» The exercise: Rewrite the stretch from the line containing "Can you find the dog's eye" through the end of the items, swapping "dog's eye" for "dog's nose" and leaving everything else unchanged.

— Start Task material —

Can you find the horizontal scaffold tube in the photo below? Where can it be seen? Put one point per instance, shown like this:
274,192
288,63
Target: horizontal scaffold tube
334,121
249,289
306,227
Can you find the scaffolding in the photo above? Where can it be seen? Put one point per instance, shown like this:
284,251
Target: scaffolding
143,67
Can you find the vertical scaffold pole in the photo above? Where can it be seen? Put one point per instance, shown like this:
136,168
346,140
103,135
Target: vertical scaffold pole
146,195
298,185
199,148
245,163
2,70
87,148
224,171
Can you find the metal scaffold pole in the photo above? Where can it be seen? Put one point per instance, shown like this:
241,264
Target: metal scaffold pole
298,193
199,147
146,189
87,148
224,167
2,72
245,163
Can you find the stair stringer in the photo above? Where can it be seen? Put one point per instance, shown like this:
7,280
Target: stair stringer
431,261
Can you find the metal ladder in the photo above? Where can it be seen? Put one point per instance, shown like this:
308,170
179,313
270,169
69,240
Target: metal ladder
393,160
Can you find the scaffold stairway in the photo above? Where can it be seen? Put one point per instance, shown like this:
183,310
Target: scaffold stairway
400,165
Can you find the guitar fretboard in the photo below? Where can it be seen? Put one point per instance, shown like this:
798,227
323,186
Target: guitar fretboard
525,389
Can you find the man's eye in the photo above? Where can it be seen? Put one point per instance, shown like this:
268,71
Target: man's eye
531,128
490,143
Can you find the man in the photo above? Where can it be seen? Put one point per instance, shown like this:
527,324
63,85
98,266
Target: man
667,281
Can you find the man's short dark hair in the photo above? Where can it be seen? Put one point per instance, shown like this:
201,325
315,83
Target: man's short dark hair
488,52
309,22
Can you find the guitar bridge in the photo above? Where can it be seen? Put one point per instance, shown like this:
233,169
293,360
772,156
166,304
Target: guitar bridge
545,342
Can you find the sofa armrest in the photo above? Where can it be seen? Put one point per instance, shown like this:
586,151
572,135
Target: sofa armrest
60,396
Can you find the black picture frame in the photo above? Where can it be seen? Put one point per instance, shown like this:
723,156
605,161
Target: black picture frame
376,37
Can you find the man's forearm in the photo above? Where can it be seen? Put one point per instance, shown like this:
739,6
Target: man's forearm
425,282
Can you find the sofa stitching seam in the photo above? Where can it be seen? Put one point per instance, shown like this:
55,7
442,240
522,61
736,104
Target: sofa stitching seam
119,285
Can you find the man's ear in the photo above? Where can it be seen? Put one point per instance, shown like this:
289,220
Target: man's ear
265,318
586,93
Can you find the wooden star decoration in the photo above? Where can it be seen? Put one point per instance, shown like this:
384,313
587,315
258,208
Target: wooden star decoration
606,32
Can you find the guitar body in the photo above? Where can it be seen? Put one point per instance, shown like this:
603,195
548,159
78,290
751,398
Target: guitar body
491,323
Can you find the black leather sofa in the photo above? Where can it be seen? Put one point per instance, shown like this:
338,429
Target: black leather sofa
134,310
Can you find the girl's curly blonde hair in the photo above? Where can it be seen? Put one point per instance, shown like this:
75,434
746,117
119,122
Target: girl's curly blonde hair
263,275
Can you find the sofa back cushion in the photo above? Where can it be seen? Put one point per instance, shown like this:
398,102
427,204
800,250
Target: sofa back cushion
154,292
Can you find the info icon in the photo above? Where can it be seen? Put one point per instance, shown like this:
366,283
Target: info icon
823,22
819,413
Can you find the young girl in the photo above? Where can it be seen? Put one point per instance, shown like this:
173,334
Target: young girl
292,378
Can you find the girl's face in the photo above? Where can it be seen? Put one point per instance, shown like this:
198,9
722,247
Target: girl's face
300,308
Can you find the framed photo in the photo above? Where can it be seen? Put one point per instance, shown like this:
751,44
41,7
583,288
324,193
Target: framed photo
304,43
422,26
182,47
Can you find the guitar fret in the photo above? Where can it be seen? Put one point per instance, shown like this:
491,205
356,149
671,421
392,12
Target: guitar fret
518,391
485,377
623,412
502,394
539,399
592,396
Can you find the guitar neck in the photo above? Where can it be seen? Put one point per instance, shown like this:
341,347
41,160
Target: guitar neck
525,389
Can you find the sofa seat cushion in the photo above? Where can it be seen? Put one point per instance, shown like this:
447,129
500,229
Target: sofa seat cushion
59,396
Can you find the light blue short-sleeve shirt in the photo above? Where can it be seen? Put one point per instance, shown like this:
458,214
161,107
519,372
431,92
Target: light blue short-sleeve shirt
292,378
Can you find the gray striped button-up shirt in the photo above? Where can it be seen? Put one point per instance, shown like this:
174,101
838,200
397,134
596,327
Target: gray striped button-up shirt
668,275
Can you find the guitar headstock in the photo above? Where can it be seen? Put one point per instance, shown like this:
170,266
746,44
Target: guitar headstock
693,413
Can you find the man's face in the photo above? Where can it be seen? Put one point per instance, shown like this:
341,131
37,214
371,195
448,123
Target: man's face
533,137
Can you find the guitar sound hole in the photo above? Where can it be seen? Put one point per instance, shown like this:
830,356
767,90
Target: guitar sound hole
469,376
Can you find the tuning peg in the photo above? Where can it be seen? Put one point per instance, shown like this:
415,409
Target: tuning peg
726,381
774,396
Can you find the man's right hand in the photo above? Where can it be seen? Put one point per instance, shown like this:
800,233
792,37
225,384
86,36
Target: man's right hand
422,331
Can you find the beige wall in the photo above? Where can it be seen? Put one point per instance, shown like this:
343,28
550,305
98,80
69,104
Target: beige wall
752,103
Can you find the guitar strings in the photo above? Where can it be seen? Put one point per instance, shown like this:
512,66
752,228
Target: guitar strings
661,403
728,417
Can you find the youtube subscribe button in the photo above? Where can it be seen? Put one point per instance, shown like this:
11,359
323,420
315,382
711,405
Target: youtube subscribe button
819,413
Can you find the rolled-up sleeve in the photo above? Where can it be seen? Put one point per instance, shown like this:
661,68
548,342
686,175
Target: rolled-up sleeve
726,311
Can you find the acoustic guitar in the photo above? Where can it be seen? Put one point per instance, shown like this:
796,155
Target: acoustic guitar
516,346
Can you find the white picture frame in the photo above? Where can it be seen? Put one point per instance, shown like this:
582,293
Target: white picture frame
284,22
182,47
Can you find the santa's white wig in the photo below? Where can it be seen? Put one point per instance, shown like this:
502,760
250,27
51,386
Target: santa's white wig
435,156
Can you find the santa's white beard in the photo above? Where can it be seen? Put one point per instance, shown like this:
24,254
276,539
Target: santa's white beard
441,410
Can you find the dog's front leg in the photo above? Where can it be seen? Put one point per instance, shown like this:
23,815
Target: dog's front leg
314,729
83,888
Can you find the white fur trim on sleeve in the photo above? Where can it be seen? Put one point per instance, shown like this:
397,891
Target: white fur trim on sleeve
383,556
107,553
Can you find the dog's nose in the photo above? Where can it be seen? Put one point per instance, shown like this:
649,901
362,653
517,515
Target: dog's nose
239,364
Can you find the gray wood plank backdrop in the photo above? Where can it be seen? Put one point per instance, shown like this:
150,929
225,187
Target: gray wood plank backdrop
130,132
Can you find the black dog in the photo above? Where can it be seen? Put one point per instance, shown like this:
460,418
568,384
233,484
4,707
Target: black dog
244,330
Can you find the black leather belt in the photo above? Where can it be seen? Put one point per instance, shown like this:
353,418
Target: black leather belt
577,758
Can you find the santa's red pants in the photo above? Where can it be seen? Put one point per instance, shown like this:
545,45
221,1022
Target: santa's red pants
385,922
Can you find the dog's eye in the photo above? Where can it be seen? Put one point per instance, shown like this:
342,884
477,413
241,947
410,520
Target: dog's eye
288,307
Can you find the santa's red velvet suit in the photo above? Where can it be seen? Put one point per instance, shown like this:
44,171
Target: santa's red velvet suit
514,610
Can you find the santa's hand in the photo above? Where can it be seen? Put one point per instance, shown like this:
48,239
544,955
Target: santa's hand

— End Task material —

» Answer:
Can you find the dog's nose in the photo above? Where can it be seen? Put one point per instance, shown like this:
342,884
477,413
241,947
410,520
Target: dog's nose
288,307
Can you find the santa's red velvet suit in the photo above? Where can it be seen? Put one point per instance, shown like this:
44,171
Target: santa's red velvet suit
514,610
Can you find the santa's hand in the photo above? Where can it be seen? Put one point per instance, shown like this:
48,239
544,955
Target: santa's hand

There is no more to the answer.